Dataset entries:
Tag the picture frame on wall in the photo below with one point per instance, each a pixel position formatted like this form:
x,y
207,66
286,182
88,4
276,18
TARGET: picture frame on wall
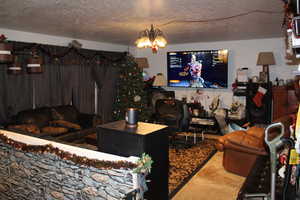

• **CHALLENGE**: Count the lines of the material above that contain the string "frame". Give only the number.

• **WRITTEN SOLUTION**: 2